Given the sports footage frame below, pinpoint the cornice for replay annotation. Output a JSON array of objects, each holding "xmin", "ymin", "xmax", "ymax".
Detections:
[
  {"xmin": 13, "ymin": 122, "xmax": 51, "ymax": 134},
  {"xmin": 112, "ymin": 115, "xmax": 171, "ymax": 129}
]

_Instructions for the task:_
Copy out every line of the items above, with no changes at all.

_Expected answer:_
Given the sports footage frame below, pinpoint the cornice for replay annotation. Output a JSON array of objects, each holding "xmin", "ymin", "xmax", "ymax".
Detections:
[
  {"xmin": 13, "ymin": 122, "xmax": 51, "ymax": 134},
  {"xmin": 112, "ymin": 115, "xmax": 171, "ymax": 129}
]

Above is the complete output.